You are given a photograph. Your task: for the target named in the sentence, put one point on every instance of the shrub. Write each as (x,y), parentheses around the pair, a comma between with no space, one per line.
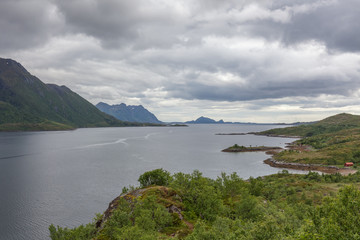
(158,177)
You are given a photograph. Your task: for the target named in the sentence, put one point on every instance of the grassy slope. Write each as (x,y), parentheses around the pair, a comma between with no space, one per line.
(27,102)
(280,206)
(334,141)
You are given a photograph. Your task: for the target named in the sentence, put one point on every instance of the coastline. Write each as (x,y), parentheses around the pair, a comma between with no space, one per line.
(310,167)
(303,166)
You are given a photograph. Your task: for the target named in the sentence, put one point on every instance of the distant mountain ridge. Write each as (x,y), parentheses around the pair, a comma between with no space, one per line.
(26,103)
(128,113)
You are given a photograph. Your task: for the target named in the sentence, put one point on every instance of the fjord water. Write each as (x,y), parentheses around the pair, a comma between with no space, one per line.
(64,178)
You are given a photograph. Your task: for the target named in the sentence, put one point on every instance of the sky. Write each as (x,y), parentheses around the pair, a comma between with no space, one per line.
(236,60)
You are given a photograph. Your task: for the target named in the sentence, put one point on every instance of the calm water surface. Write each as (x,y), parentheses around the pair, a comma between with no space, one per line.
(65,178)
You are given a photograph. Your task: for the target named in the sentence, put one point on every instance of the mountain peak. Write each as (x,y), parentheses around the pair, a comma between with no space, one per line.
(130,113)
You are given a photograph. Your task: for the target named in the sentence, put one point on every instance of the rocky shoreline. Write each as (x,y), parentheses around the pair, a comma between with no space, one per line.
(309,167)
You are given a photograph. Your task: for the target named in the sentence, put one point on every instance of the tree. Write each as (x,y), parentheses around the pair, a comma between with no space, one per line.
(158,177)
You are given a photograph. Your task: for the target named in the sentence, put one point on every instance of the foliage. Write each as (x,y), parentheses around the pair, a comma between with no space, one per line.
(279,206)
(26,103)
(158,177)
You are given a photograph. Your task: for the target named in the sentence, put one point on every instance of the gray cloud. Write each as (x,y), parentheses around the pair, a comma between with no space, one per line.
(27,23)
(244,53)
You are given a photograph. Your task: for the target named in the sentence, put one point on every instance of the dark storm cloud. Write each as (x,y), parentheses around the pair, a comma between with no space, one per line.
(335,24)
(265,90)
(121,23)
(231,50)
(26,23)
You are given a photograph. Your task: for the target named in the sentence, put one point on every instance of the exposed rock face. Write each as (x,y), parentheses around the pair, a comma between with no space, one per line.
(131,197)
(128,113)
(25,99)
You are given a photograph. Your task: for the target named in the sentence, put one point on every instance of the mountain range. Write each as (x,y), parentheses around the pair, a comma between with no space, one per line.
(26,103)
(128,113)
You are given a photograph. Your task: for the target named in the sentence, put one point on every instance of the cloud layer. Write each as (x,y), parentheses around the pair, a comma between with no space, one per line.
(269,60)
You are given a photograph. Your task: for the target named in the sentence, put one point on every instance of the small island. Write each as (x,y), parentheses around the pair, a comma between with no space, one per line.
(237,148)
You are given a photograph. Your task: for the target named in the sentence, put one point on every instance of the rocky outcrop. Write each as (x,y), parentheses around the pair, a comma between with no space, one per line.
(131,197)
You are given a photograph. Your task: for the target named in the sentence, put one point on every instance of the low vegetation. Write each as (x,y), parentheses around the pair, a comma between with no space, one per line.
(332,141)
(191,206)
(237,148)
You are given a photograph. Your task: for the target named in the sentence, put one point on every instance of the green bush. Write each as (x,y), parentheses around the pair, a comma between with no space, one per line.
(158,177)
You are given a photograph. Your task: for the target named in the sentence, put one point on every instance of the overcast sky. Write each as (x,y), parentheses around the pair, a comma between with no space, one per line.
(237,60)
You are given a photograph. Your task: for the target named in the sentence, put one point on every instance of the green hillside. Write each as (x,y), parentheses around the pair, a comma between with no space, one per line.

____________

-- GIVEN TASK --
Print the records word for word and exclude any picture they hold.

-- OUTPUT FOR THIS EXERCISE --
You are given a photograph. Your task: for the target named in the sentence, put one point on every instance of the shrub. Write each as (x,y), parentheses around the pair, a comma between with no space, one per line.
(158,177)
You are given a photograph. Your task: for the target named in the sentence, put one point on every instance of the grassy slope. Write each as (x,y), parentheses around the pair, a comma between with no space, one per line.
(27,102)
(280,206)
(334,141)
You are given a photograph. Your task: for the target named in the sentence, put one point on every instance of the coastline. Write each as (x,y), parentheses around the pair, a comma between with no space, one per line.
(310,167)
(303,166)
You are given a photograph. Your task: for the target named in the sentence, put one point on every instance of the distant mountain ridge. Write each as (x,y), parentheses around the pair, a comma between with no space, one per line.
(26,103)
(128,113)
You are given a photograph. Your task: for the target named in the sentence, put one point on every instance of the fjord water. Write each as (x,y), parentheses around the pair, a comma between with no space, one per line.
(64,178)
You are given a photograph. Your task: for the target named in the sentence, put one point on every instance of the sky. Write each as (x,y), parentheses around the pair, a comma between with no space, one per line.
(236,60)
You are given a photograph. Your task: for the target named in the sentence, put one point on every instance of the calm water surface. Write each as (x,y), parentheses around the pair, a comma between with no space, one per line.
(65,178)
You are given a photograph. Your task: for the target named in the sentence, put one point on every instance of the mountain peak. Write each as (x,y), parentheses around the pair, a comma between with no space, one per line.
(130,113)
You are given a photograph. Your task: for the target named in the sentence, put one point on every instance of the rocky shoreline. Write each as (x,y), parentheses around the pair, a comma between with no space, one per line.
(309,167)
You are given a photograph. Your task: for the target named in the sentence, put one point on every instance of the tree. Write each as (x,y), parentheses around the pair, a comma between with no space, one per line.
(158,177)
You are given a photograph. Your task: for the target named in the sentence, put one point on every instance of the foliage. Write each as (x,y), parentheses around the pair, a comma between with no space, one per line.
(279,206)
(26,103)
(158,177)
You are given a photograph. Your task: for the target named in the sentence, put one point on every instance of the gray cloud. Write each as (x,y), parentheses around the pair, a comma between with no space, one per line.
(27,23)
(244,53)
You are given a photograph. Your task: for the target named in the sentence, put one point on every instance of the dark storm cloud. Write each as (x,y), parentheses around the pair, a comma between with no space, one per line.
(335,24)
(265,90)
(121,23)
(231,50)
(26,23)
You are given a photograph. Your task: for the target named in the sentence, put one point on every instance of the exposed rock face. Write each as (x,y), parentheses around the pair, a comma between with no space, one per line.
(131,197)
(128,113)
(25,99)
You are given a photograph. Your task: for the target named in the sentence, put one point on every instance of the mountain range. Write each as (x,y), parentheses around the pair, a comma between with no space, one per line.
(26,103)
(128,113)
You are given a photograph. Your task: for the target named in the sentence, put one point on every instance of the cloud layer. Write each as (x,y), parentheses around the pair, a comma between with no space, one per line.
(269,60)
You are given a photograph. Your task: for the target named in the sentence, put one point on every instance of the small island. Write each as (x,y), parentheses around the pair, a comma between with no space, one per line.
(237,148)
You are given a photograph. Your task: for the target named in the sentence, put one point on every instance of the rocky outcrop. Write each as (x,y), parentheses around the pair, a comma between with no space, one per line.
(131,197)
You are given a photograph. Your task: for the target named in the sentence, put one point on every instance of the low vegetation. Write each as (x,y), parentheses around the pair, a comma between with no space, one per line.
(332,141)
(191,206)
(237,148)
You are given a photograph. Your task: for the target named in the sentence, put one point on every instance of the green bush. Write each as (x,y), parentheses around the pair, a comma between with no space, one per line.
(158,177)
You are given a photograph. Your task: for the target named in the sentence, put one point on every instance of the overcast sky. Write each as (x,y), parentheses around the pair, a comma between with no space, one per line.
(237,60)
You are given a photograph. Your task: for the target named in the sentence, put one point on every instance of the green hillside. Write each as (x,y), parentheses around the pair, a comma between with no space, one per line.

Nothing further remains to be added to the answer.